**REQUIRED ACTION:**
Only the lines with the string "stone" are needed; return each of them from the entries below.

(Beginning of EXERCISE DATA)

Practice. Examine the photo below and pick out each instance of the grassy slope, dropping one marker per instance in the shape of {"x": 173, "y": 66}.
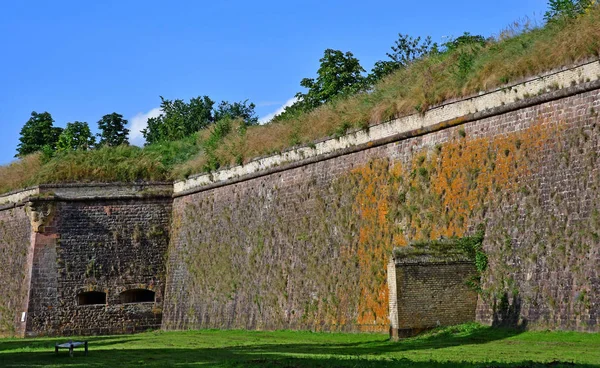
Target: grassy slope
{"x": 516, "y": 53}
{"x": 468, "y": 345}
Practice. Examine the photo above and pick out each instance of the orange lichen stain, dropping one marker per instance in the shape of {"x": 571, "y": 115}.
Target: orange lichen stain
{"x": 441, "y": 192}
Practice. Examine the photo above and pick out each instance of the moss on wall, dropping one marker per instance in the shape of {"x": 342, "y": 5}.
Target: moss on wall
{"x": 15, "y": 235}
{"x": 307, "y": 248}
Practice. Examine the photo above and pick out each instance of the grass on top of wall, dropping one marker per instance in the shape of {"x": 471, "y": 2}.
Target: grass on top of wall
{"x": 469, "y": 345}
{"x": 517, "y": 52}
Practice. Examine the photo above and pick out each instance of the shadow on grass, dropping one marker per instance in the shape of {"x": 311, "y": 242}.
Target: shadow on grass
{"x": 106, "y": 352}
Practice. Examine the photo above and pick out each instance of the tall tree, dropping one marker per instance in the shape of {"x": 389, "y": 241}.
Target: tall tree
{"x": 558, "y": 9}
{"x": 38, "y": 134}
{"x": 112, "y": 130}
{"x": 76, "y": 136}
{"x": 339, "y": 74}
{"x": 179, "y": 119}
{"x": 242, "y": 109}
{"x": 405, "y": 50}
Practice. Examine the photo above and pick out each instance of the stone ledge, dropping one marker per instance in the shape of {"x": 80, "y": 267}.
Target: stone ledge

(End of EXERCISE DATA)

**ANSWER SECTION:**
Practice. Examine the photo above and pick out each instance of the stone ledge, dropping one marker per instance in the shape of {"x": 80, "y": 267}.
Target: stone ledge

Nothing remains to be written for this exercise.